* _WHAT THE TASK ASKS_:
The data below must be copied in full and without any change.

(Entries from a pointing dataset)
— Begin —
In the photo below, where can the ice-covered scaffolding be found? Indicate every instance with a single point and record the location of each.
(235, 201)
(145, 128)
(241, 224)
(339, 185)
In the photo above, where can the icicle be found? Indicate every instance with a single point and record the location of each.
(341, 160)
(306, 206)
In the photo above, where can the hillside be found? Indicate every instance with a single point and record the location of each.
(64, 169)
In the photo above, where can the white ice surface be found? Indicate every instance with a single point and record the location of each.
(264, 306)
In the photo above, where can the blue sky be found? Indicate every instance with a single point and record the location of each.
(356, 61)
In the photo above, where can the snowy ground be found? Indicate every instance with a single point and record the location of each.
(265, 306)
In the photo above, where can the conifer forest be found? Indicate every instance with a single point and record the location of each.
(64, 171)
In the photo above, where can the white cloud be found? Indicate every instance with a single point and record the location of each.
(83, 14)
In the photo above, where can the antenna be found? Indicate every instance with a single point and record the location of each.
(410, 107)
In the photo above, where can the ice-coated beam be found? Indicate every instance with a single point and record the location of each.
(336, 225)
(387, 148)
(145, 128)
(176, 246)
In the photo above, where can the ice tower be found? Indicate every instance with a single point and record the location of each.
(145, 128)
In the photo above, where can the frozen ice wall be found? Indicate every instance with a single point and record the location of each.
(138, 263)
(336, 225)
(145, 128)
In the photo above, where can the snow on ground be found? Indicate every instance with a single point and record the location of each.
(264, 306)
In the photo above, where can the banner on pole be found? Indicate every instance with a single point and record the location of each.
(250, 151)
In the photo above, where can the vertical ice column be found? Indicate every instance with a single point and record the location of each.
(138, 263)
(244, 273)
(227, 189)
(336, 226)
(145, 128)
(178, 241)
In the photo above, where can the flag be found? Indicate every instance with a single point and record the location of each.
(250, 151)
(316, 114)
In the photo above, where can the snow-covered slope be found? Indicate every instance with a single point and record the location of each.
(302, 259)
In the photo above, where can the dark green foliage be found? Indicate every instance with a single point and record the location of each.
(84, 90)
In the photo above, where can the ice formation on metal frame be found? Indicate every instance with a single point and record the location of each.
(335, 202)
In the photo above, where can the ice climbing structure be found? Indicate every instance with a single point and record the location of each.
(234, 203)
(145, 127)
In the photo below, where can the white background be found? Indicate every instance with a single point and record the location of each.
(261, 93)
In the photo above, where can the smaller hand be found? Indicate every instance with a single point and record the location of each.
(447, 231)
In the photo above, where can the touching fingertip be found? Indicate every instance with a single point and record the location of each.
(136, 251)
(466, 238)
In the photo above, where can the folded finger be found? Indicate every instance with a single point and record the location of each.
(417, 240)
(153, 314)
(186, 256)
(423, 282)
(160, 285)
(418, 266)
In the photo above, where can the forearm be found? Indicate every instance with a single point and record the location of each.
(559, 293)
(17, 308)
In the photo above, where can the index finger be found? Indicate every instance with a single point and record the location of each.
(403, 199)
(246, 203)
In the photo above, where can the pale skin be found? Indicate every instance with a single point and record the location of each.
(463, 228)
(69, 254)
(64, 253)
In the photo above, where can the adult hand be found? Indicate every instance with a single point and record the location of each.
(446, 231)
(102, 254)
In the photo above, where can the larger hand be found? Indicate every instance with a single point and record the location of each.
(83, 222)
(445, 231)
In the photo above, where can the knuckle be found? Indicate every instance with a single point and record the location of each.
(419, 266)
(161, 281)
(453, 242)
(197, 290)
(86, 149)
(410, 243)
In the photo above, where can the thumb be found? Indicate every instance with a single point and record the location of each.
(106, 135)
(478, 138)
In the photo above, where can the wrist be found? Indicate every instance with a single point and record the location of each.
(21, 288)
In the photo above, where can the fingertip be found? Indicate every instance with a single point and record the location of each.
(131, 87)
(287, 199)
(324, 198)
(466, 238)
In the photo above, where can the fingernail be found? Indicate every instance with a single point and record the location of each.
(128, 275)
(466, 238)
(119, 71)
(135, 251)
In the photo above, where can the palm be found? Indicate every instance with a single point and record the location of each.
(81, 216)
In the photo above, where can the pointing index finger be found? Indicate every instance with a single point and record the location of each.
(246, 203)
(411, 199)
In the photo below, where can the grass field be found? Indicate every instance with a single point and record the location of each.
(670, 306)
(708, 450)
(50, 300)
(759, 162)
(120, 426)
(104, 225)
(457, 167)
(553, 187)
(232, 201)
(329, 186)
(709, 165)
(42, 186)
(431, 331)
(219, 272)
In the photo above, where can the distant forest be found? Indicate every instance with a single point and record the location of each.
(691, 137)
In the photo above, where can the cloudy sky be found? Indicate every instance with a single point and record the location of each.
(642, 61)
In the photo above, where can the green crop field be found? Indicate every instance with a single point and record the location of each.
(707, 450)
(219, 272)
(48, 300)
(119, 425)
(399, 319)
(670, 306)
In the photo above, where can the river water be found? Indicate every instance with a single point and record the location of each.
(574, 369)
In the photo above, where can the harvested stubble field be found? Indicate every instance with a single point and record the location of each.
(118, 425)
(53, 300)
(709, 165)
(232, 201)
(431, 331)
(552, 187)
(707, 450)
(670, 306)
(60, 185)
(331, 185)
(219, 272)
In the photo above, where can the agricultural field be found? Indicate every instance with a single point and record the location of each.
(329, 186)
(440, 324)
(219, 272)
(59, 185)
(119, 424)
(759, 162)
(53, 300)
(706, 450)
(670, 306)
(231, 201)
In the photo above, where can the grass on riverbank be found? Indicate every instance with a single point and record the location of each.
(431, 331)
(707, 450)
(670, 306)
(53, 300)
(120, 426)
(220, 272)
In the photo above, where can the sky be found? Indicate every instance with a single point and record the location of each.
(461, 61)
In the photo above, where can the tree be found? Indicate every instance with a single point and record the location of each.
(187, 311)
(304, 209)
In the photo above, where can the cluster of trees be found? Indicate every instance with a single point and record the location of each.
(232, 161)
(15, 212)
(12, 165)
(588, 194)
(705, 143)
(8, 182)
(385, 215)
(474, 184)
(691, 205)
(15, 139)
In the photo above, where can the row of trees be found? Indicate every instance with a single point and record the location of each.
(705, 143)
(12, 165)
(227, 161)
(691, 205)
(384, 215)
— End —
* _EXERCISE SOLUTION_:
In the photo below, where can the ice-covered scaffolding be found? Indicate every instance with a single point and record the location of each.
(235, 201)
(145, 128)
(241, 224)
(339, 185)
In the photo above, where can the icicle be found? Indicate every instance with a single point and record the location of each.
(341, 160)
(306, 206)
In the photo above, where can the hillside be found? Indicate every instance with a single point and record the location of each.
(64, 169)
In the photo above, where can the white ice surface be found? Indicate every instance with a single point and record the location of each.
(264, 306)
In the photo above, where can the blue sky be found? Indicate every instance with a single point and record the location of each.
(356, 61)
In the photo above, where can the snowy ground be found? Indicate every instance with a single point and record the location of each.
(265, 306)
In the photo above, where can the conifer forest be found? Indicate every instance with a single point and record the location of each.
(64, 171)
In the photo above, where can the white cloud be found? Indicate every instance with a single point and record the location of each.
(83, 14)
In the photo above, where can the antenna be found? Indicate every instance with a single point and record the location of each.
(410, 107)
In the photo above, where can the ice-coated beam be found? Indicate every instance with a single point and record the location of each.
(336, 225)
(387, 148)
(145, 128)
(176, 246)
In the photo above, where can the ice tower be found? Indicate every instance with a single point and record the location of each.
(145, 128)
In the photo above, where can the frozen ice wall be found? Indicate every instance with a single point and record the location of each.
(138, 263)
(336, 225)
(145, 128)
In the photo above, where can the snow on ground be found? Indicate every instance with a single point and record the location of each.
(264, 306)
In the photo above, where can the banner on pole be found? Indicate every instance with a single point and record the location of each.
(250, 151)
In the photo above, where can the vertical ice column be found? Indicate every instance with a single point and record the location of each.
(138, 263)
(244, 273)
(227, 189)
(336, 226)
(145, 128)
(178, 241)
In the photo above, where can the flag be found? Indicate every instance with a single point and record the location of each.
(250, 151)
(316, 114)
In the photo above, where can the snow-covered slope be found? Indicate every instance with a single point and record the location of each.
(302, 259)
In the photo above, where can the dark green foliage be found? Indicate every instance with a single point and record the location of each.
(84, 90)
In the photo above, where can the ice formation on metal frame be found? Indicate every instance with a single point and record the location of each.
(335, 202)
In the photo above, where can the ice climbing structure be found? Indicate every instance with a single point and record the location of each.
(234, 203)
(145, 127)
In the photo below, where can the white background be found? Indicate every instance with a single point and record the location of each.
(261, 93)
In the photo above, where can the smaller hand be found? Indicate every instance with a single point and record the location of each.
(447, 231)
In the photo above, where can the touching fingertip be found? Indicate every instance with a single point and record the location of each.
(136, 251)
(466, 238)
In the photo above, where can the folded finger be found? Indicate every instance with a single point and record the location of each.
(417, 240)
(153, 314)
(186, 256)
(423, 282)
(160, 285)
(418, 266)
In the photo above, where can the forearm be found? Indicate every instance with a single point and record the location of each.
(559, 293)
(17, 308)
In the photo above, where can the index finger be found? Indicate every instance with a single point and record the location of each.
(403, 199)
(246, 203)
In the photo above, where can the pale skin be found? Indicate every instance with a single point and record the location of each.
(463, 228)
(69, 254)
(64, 253)
In the photo above, where can the adult hand be found? Indicate every instance with a single point and record the location of each.
(446, 231)
(102, 254)
In the photo above, where can the larger hand be found? Indicate every instance with a single point and record the location of each.
(83, 222)
(445, 231)
In the photo above, where can the knuckle be found? Indicate every instance with a single point and record the location of each.
(419, 266)
(161, 281)
(453, 242)
(197, 290)
(86, 149)
(410, 243)
In the photo above, where can the thumb be found? Indicate every instance with a single point and record the location of each.
(106, 135)
(478, 138)
In the photo above, where can the wrist be found? Indicate every instance with a single point and record the location of each.
(21, 288)
In the photo above, where can the fingertip be found? Indicate every instance with a single point and record the location of each.
(131, 87)
(287, 199)
(324, 198)
(466, 238)
In the photo above, where can the fingernail be found? Indicate every instance with a single point and record the location of each.
(128, 275)
(466, 238)
(119, 71)
(135, 251)
In the photo above, where can the palm be found? Indicate every instance with a single point and record the location of each.
(81, 216)
In the photo above, where can the pointing index finger be found? Indicate every instance with a single point and record the location of each.
(246, 203)
(411, 199)
In the photo below, where can the grass field be found? Indicate every instance with a single point and record the location of each.
(670, 306)
(708, 450)
(50, 300)
(759, 162)
(120, 426)
(104, 225)
(457, 167)
(553, 187)
(232, 201)
(329, 186)
(709, 165)
(42, 186)
(431, 331)
(219, 272)
In the photo above, where can the distant forest be found? Indicate every instance with a single point and record the location of each.
(691, 137)
In the photo above, where can the cloudy sky be found? Indicate every instance with a single point and record the location of each.
(642, 61)
In the photo above, where can the green crop field be found? Indicate every instance with a single point and record the location of each.
(707, 450)
(219, 272)
(48, 300)
(119, 425)
(399, 319)
(670, 306)
In the photo above, where can the river water be found? Indicate every instance with a single point and record the location of each.
(574, 369)
In the photo above, where can the harvested stubble field be found? Indicate every instance with a single point and record the location of each.
(118, 425)
(53, 300)
(709, 165)
(232, 201)
(431, 331)
(552, 187)
(707, 450)
(670, 306)
(60, 185)
(331, 185)
(219, 272)
In the photo above, where can the agricultural field be found? Indicate every instance with a single point and record the location of each.
(329, 186)
(440, 324)
(219, 272)
(59, 185)
(119, 424)
(759, 162)
(53, 300)
(706, 450)
(670, 306)
(231, 201)
In the photo above, where can the grass on riverbank be found? Indicate every instance with a single point and record the location of each.
(431, 331)
(707, 450)
(670, 306)
(53, 300)
(120, 426)
(220, 272)
In the photo above, where can the sky be found? Indicate every instance with a single point and record the location of each.
(461, 61)
In the photo above, where can the tree be found? Indicate every instance with a single point and record the location of each.
(187, 311)
(304, 209)
In the photo above, where can the cluster of trees be found? Indicate every instance with a single point and record the location of each.
(232, 161)
(15, 212)
(12, 165)
(588, 194)
(705, 143)
(8, 182)
(385, 215)
(474, 184)
(691, 205)
(15, 139)
In the photo above, where can the row of trees be found? Indicate every instance with a single point and record the location of each.
(705, 143)
(12, 165)
(227, 161)
(691, 205)
(384, 215)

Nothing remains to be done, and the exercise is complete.